Datensätze zur Positionsannotation:
>>>>
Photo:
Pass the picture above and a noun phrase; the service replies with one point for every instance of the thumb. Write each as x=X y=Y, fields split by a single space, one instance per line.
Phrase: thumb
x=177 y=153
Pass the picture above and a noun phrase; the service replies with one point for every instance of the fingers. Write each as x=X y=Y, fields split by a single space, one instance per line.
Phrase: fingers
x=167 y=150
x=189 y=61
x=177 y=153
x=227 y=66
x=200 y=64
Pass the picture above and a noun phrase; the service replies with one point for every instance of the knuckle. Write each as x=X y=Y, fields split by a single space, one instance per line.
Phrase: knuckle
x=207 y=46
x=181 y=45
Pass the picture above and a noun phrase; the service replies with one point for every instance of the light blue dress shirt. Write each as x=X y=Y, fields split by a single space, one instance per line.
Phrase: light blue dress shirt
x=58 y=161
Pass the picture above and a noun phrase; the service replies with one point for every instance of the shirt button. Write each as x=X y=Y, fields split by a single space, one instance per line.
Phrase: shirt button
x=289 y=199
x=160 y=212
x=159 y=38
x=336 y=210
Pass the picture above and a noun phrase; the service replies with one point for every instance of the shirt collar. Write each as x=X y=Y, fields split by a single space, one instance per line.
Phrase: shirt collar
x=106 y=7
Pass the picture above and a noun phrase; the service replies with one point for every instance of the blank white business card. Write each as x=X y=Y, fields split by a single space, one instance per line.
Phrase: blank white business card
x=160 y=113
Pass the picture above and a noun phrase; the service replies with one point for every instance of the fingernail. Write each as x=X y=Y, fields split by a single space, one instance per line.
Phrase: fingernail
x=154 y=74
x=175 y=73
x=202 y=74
<<<<
Ordne die obigen Daten vollständig als CSV mit den zwei Spalten „eingabe“ und „ausgabe“ an. Jede Zeile enthält einen Text und die zugehörige Antwort, jedes Feld steht in Anführungszeichen, und Zeilenumbrüche werden durch Leerzeichen ersetzt.

Antwort:
eingabe,ausgabe
"Photo: Pass the picture above and a noun phrase; the service replies with one point for every instance of the thumb. Write each as x=X y=Y, fields split by a single space, one instance per line. Phrase: thumb","x=177 y=153"
"Pass the picture above and a noun phrase; the service replies with one point for every instance of the fingers. Write each as x=X y=Y, fields split by a single space, one instance per line. Phrase: fingers","x=167 y=150 x=189 y=61 x=177 y=153 x=227 y=66 x=200 y=64"
"Pass the picture above and a noun phrase; the service replies with one point for every instance of the knuckle. Write each as x=X y=Y, fields split by a single space, one instance per line. Phrase: knuckle","x=207 y=46 x=181 y=45"
"Pass the picture above and a noun phrase; the service replies with one point for every instance of the light blue dress shirt. Write each as x=X y=Y, fields split by a single space, one instance per line. Phrase: light blue dress shirt","x=58 y=161"
"Pass the picture above and a noun phrase; the service replies with one point for every instance of the shirt button. Write each as x=X y=Y, fields split by a single space, one instance per line. Phrase: shirt button","x=289 y=199 x=160 y=212 x=159 y=38 x=336 y=210"
"Pass the picture above and a noun phrase; the service replies with one point for every instance of the shirt collar. Write each as x=X y=Y, fields split by a single space, one instance per line. Phrase: shirt collar","x=106 y=7"
"Pass the picture above and a noun phrase; the service replies with one point for every instance of the blank white business card. Write each as x=X y=Y, fields split by a single space, one instance per line. Phrase: blank white business card","x=160 y=113"
"Pass the picture above and a noun phrase; the service replies with one point for every instance of the fingernail. Write each as x=X y=Y, fields split by a single space, one instance per line. Phrase: fingernail","x=154 y=74 x=175 y=73 x=202 y=74"